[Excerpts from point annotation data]
■ ■ ■ ■ ■
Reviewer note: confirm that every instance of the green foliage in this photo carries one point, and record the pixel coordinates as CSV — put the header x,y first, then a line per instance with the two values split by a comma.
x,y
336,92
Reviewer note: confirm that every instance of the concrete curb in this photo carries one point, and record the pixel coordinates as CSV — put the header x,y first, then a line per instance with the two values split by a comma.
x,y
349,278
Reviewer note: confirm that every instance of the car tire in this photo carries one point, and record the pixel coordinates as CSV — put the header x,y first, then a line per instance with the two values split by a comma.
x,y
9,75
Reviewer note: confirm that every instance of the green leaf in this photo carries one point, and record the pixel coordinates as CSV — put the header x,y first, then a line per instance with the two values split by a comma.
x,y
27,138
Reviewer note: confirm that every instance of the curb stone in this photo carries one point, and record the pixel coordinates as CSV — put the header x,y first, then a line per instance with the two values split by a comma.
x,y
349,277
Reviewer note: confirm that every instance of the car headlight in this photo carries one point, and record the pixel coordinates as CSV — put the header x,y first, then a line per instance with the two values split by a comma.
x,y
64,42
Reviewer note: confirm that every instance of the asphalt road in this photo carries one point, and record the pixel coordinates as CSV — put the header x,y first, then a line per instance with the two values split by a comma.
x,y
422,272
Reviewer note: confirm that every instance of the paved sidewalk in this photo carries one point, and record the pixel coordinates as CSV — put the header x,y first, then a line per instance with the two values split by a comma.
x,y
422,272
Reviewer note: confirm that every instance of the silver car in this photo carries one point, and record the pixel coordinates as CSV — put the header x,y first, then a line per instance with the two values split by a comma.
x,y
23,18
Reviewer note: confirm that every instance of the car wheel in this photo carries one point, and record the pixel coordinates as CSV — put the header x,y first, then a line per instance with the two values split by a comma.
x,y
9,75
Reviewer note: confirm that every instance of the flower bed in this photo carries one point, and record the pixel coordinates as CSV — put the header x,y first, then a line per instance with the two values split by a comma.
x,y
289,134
■ ■ ■ ■ ■
__The problem__. Copy out each record exactly as given, omitting none.

__Result__.
Reviewer note: confirm that every instance of the green foliage in this photo carries one point, and record the pixel coordinates as CSV — put the header x,y first, then a line per instance with the two values split by a comma.
x,y
336,92
Reviewer note: confirm that every instance of the concrete curb in this photo carries one point, and record the pixel coordinates as CSV — put the header x,y first, then a line per instance with the two values split by a comma.
x,y
349,278
Reviewer note: confirm that every instance of the car tire in this photo carries one point, and record the pixel coordinates as CSV — put the header x,y first, then a line per instance with the two values split by a comma.
x,y
9,75
Reviewer note: confirm that every instance of the green leaf in this photo carries one point, and record the pixel coordinates as CSV — put the header x,y first, then a line per instance with the two values split by a comma.
x,y
27,138
Reviewer note: confirm that every instance of the curb stone in this photo carries one point, and record the pixel coordinates as CSV — put the header x,y first, then a line per instance with the two values split by a comma.
x,y
349,277
Reviewer note: confirm that every instance of the car headlight in this photo carries one point, and record the pixel coordinates as CSV — put the header x,y first, then a line per instance with the two values split by a comma.
x,y
64,42
Reviewer note: confirm that every instance of the asphalt road in this photo carries one point, and record the pixel coordinates as CSV — put the header x,y first, then a line per instance with the two values split by a comma.
x,y
422,272
Reviewer note: confirm that every instance of the paved sidewalk in this photo carries one point, and record the pixel coordinates as CSV — put the header x,y first, then a line per instance with the two values split by a comma.
x,y
422,272
Reviewer note: confirm that every instance of the silver car in this photo carries one point, and record the pixel coordinates as CSV — put the header x,y first, then a line per instance with the two values split by a comma.
x,y
23,18
Reviewer note: confirm that every instance of the car wheel in this photo carries one point, and record the pixel coordinates as CSV — put the header x,y first, then a line per instance with the two values split by a comma.
x,y
9,75
Reviewer note: confirm that every instance of the flower bed in this photo carries one point, and record the pixel coordinates as CSV — put the header x,y first, then a line per instance with the two values split by a comma.
x,y
289,134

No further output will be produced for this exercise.